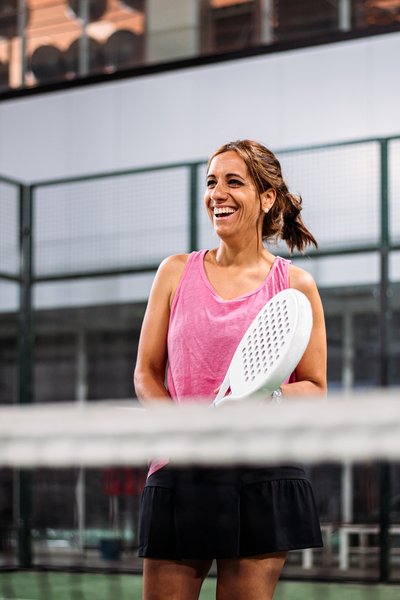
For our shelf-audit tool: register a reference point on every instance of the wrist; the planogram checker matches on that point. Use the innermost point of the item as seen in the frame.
(277, 396)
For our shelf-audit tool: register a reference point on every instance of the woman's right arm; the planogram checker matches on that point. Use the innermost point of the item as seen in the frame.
(149, 376)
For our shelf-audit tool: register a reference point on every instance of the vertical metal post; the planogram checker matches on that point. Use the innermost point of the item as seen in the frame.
(22, 38)
(25, 367)
(84, 40)
(81, 397)
(344, 15)
(193, 198)
(384, 324)
(267, 31)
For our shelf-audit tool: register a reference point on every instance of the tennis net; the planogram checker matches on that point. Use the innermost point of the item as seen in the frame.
(72, 474)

____________

- Exercise -
Copy all the rows above in full, text lines included, and add 6 to every number in the answer coordinates. Leave the picture out.

- The output -
For our shelf-audit tool: register a reference point on every instance of the wrist; the planogram checker matches on that point. Use the innermost point of the item as seen in the frame.
(283, 402)
For our shelf-audit tool: register a reference point on every instance of the woman's right arm; the planogram checker matches on that point. Use the innermost point of the item as seen in the frame.
(155, 382)
For our shelf-audit tool: register a reference point on every instance of the vertical metal post; the planogram checker matches on that point. Use the innermost point of the item as seen in the frame.
(28, 44)
(31, 373)
(90, 46)
(87, 403)
(350, 21)
(199, 204)
(390, 330)
(273, 37)
For our shelf-audit tool: register a reference point on every instance of the tennis net; the planogram checker matches on that point. Use the innermost point of the item as seen in the frame.
(78, 480)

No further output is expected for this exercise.